EXERCISE BRIEF
Reproduce every one of the records below word for word, but leave the pictures out.

DATA ENTRIES
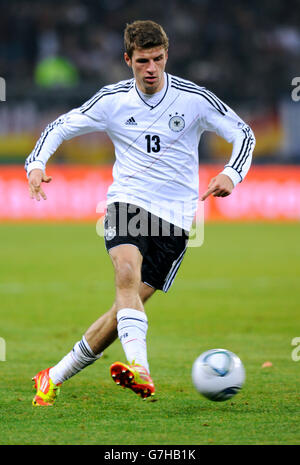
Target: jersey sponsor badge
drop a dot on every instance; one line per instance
(110, 233)
(176, 122)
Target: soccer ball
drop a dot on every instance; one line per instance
(218, 374)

RIGHT ANSWER
Target: jersey sponsor badge
drop a dot on every instance; one line per instance
(110, 233)
(176, 122)
Target: soccer ball
drop a dot on every instance; one line per instance
(218, 374)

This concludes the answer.